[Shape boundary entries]
================

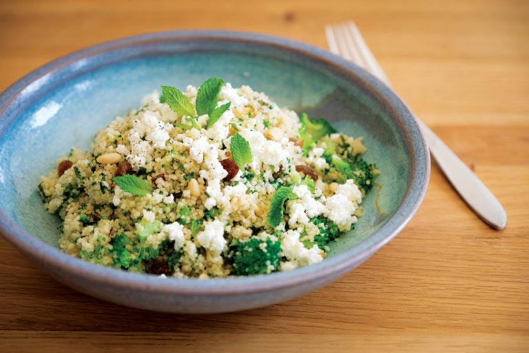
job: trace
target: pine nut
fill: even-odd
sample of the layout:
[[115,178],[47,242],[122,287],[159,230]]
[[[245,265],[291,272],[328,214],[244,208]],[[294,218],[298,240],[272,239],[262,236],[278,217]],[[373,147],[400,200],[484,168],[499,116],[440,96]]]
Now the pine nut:
[[121,161],[121,154],[116,152],[105,153],[96,159],[97,163],[101,164],[114,164]]
[[198,182],[196,179],[191,179],[187,184],[187,190],[192,197],[198,197],[200,196],[200,188],[198,186]]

================

Rewrite every line of the records above as a Markdown table with the columns "No." and "Text", numbering the rows and dropping any blank lines. Leave the pictures out.

| No. | Text |
|---|---|
| 1 | job: trace |
| 2 | target: pine nut |
| 3 | fill: even-odd |
| 4 | sample of the layout: |
| 5 | [[115,178],[47,242],[122,287],[159,230]] |
| 6 | [[[245,265],[291,272],[328,214],[244,208]],[[294,218],[298,240],[272,239],[262,236],[278,217]],[[373,147],[400,200],[484,168],[499,116],[440,96]]] |
| 7 | Now the pine nut: |
| 8 | [[121,161],[121,154],[116,152],[105,153],[96,159],[97,163],[101,164],[114,164]] |
| 9 | [[198,182],[196,179],[191,179],[187,184],[187,190],[192,197],[198,197],[200,196],[200,188],[198,186]] |